KUTIPAN TEKS
______

5. Karies yang terdapat pada bagian leher dari gigi-geligi depan

maupun gigi belakang pada permukaan labial, palatal, ataupun

bukal dari gigi.

Ada juga klas VI (Simon) yaitu:

Karies yang terdapat pada tepi insisal dan tonjol oklusal pada gigi

belakang yang disebabkan oleh abrasi, atrisi, atau erosi5.

2.5 Dampak dan penyebab akibat penurunan aliran saliva

Dampak penurunan produksi saliva yaitu

a. Rentan karies

Penurunan aliran saliva menyebabkan penurunan fungsi saliva

yaitu:

- Penurunan kemampuan saliva dalam menurunkan akumulasi

plak gigi dan pembersihan karbohidrat dari rongga mulut

( selfcleansing)

- Penurunan difusi kompenen saliva seperti kalsium, fosfat,

ion OH, dan F kedalam plak yang dapat menurunkan

kelarutan email, dan reminiralisasi karies dentin

- Penurunan jumlah antibakteri seperti lysozyme,

lactoperoxydase, dan lactoferin.

- Penurunan sistem baffer asam karbonat-bikarbonat serta

kandungan ammonia dan urea dalam saliva yang dapat

menyangga dan menetralkan penurunan pH yang terjadi saat

bakteri plak sedang memetabolisme glukosa.

______

MATERI

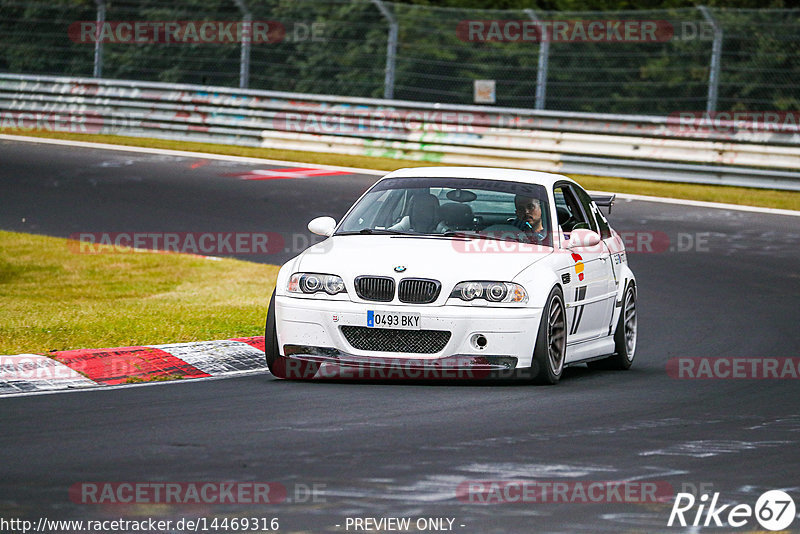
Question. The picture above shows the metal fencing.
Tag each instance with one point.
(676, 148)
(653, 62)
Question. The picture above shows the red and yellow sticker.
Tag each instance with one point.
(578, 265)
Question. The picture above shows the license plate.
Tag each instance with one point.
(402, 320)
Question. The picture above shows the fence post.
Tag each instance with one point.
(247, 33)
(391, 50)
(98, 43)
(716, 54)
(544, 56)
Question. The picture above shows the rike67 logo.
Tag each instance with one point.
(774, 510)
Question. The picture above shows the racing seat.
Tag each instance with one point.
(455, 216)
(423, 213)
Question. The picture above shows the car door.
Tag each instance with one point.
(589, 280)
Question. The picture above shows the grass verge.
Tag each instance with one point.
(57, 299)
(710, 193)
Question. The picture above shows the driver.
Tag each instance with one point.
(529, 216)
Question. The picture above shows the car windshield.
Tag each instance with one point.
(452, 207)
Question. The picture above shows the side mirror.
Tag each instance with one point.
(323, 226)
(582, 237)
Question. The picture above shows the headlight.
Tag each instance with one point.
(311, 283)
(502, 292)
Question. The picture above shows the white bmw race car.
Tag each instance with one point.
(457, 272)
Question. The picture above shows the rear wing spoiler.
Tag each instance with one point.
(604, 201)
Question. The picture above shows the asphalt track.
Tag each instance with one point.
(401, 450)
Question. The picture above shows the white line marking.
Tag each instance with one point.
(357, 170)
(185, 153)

______

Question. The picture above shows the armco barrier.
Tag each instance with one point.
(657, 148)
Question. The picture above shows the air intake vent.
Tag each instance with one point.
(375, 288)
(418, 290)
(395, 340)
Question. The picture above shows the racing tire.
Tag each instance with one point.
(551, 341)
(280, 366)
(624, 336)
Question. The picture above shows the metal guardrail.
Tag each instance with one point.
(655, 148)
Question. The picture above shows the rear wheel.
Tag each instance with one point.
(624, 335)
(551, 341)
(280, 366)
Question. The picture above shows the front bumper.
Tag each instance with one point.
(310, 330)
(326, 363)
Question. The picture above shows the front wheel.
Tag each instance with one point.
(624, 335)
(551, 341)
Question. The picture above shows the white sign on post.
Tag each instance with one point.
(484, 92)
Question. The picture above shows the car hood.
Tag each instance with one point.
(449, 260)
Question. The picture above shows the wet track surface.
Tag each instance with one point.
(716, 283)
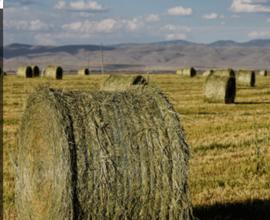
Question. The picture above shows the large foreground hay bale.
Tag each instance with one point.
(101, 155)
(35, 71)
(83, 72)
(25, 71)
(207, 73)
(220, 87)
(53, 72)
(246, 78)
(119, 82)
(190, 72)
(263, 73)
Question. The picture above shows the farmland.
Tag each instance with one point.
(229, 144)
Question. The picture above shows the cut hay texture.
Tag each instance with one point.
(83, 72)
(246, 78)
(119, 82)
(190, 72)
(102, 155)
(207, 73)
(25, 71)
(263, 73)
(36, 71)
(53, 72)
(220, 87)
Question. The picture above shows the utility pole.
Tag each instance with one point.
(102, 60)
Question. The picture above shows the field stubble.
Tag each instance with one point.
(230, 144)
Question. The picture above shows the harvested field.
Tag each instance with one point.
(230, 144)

______

PETUNJUK LATIHAN
Salin ulang bagian teks tentang penurunan aliran saliva mulai dari "Dampak penurunan produksi" sampai dengan "( selfcleansing)". Ganti "plak gigi" dengan "biofilm gigi".

JAWABAN LATIHAN
Dampak penurunan produksi saliva yaitu

a. Rentan karies

Penurunan aliran saliva menyebabkan penurunan fungsi saliva

yaitu:

- Penurunan kemampuan saliva dalam menurunkan akumulasi

biofilm gigi dan pembersihan karbohidrat dari rongga mulut

( selfcleansing)